(Part of a data file)
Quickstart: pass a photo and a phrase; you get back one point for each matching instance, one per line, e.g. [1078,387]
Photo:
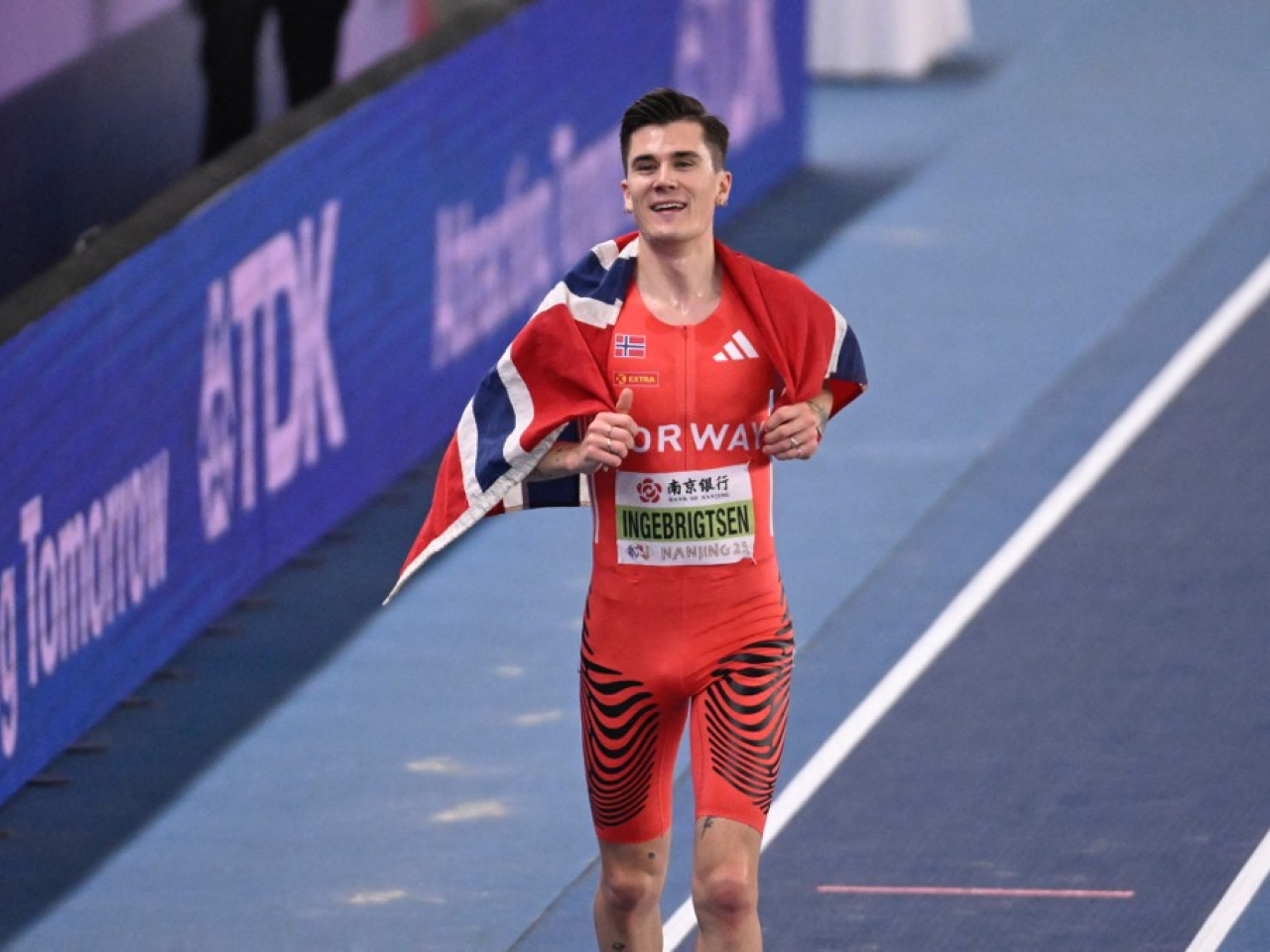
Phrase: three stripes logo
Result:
[737,349]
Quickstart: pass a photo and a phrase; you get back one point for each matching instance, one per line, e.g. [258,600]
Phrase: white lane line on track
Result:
[1078,484]
[1237,897]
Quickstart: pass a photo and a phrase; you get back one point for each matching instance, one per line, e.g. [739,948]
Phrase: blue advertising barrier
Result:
[220,399]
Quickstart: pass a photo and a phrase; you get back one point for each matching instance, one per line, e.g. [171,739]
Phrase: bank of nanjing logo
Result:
[648,490]
[737,349]
[270,413]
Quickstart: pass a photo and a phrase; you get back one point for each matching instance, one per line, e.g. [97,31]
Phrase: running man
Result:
[659,381]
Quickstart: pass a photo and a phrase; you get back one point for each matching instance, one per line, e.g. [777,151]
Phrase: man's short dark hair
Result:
[666,105]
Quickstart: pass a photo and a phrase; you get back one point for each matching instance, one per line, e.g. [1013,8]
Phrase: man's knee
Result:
[627,889]
[725,892]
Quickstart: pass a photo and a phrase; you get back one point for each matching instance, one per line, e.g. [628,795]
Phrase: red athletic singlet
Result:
[686,608]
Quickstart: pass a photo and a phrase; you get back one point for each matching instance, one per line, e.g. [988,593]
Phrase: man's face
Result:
[672,186]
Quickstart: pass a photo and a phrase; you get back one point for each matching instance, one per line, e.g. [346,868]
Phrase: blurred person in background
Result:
[309,35]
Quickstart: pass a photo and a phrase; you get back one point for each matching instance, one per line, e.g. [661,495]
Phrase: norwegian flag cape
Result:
[554,373]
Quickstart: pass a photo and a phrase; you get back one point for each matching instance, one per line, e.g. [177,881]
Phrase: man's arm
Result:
[607,440]
[794,431]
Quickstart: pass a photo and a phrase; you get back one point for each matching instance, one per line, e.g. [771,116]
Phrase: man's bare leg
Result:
[629,898]
[725,887]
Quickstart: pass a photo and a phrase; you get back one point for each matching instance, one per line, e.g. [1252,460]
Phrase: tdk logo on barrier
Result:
[287,395]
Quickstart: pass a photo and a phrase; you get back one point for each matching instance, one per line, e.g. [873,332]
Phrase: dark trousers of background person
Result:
[309,35]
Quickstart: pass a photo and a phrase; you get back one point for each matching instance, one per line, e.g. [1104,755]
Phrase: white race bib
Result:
[685,518]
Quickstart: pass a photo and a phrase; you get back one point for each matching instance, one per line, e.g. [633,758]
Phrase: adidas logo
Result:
[737,349]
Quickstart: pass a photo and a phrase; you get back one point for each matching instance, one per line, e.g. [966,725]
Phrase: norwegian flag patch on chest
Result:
[630,345]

Given task
The data above needs to be retyped exactly, with the images left out.

Written response
Quickstart: pass a photo and a phrase; you get back one point for each matching instance, one per line, e.g. [1078,387]
Photo:
Phrase: three stripes logo
Result:
[737,349]
Quickstart: pass a photo and a phrase; you get back one point for each matching instance, one per line, e.g. [258,600]
Phrase: white lane line on track
Result:
[1078,484]
[1237,897]
Quickstart: pass a photo and a phrase; you get back one point for each matching instance, one per line, e.g. [739,948]
Phrase: blue advertising barrier
Result:
[220,399]
Quickstart: pass a photo and a phrase; you get back one point for each matching instance, one per line, e.g. [171,739]
Phrase: bank of nanjing logo
Result:
[648,490]
[737,349]
[270,413]
Quickstart: pass a photo and a phrase; you get back one point for each matching instance, one per line, e.g. [97,31]
Phrase: running man
Result:
[659,381]
Quickstart: pass a photo and a phrase; you get back one point for each matching instance, one per line, e.g. [777,151]
Phrase: man's short dark hair
Result:
[666,105]
Quickstart: pass a photo and a phrase; you get back one point for each matching instance, one per line, e.g. [1013,8]
Phrase: man's knee
Result:
[627,889]
[725,892]
Quickstart: pass a photo and a phrase; you get back one point for each matching instance, one per line, e.g. [628,795]
Phrase: red athletic singlet
Result:
[686,608]
Quickstart: pass a photo and a phrase; you get back one point for each matching instance, one per line, e.g. [988,593]
Phrase: man's face
Result:
[672,186]
Quickstart: pass a photo and a phrase; you get back one point for each matching instance, one per line, e.g. [346,868]
Phrase: blurred person in background
Result:
[309,35]
Quickstart: pass a photo and a phrase; you get back one point for each matching instance, one per line, e.g. [661,495]
Phrase: norwegian flag cape
Result:
[554,373]
Quickstart: pass a photo and a phrase; you get back one point for each matching instance, one per line, e.g. [177,881]
Phrase: man's arm
Result:
[607,440]
[794,431]
Quickstart: pass a photo and a phrase; you get back one point for each matching instance, one per line, e.g. [771,116]
Phrase: man's bare leg
Result:
[629,898]
[725,887]
Quickstart: pass a photo and a phrase; you get back one point for each matching instance, one per line, e.g. [1252,460]
Phrase: tdk logo on barrier
Result:
[287,395]
Quickstart: pass a photo and a phrase; you get back one point for each matching instance, one per line, e.g. [873,332]
Phrase: dark trousers of background person
Result:
[309,35]
Quickstart: pass a photo and a phrase; you get back one point for each matching instance, one per line, e.g. [1104,755]
Phrase: white race bib
Result:
[685,518]
Quickstart: pass a photo and a phrase; you get back one point for each matching instance, one per line, e.g. [633,758]
Phrase: adidas logo
Result:
[737,349]
Quickstart: pass a photo and a phrase; you get back one point for each matching instance, one per line, e.g. [966,725]
Phrase: norwegian flag patch on chest
Result:
[630,345]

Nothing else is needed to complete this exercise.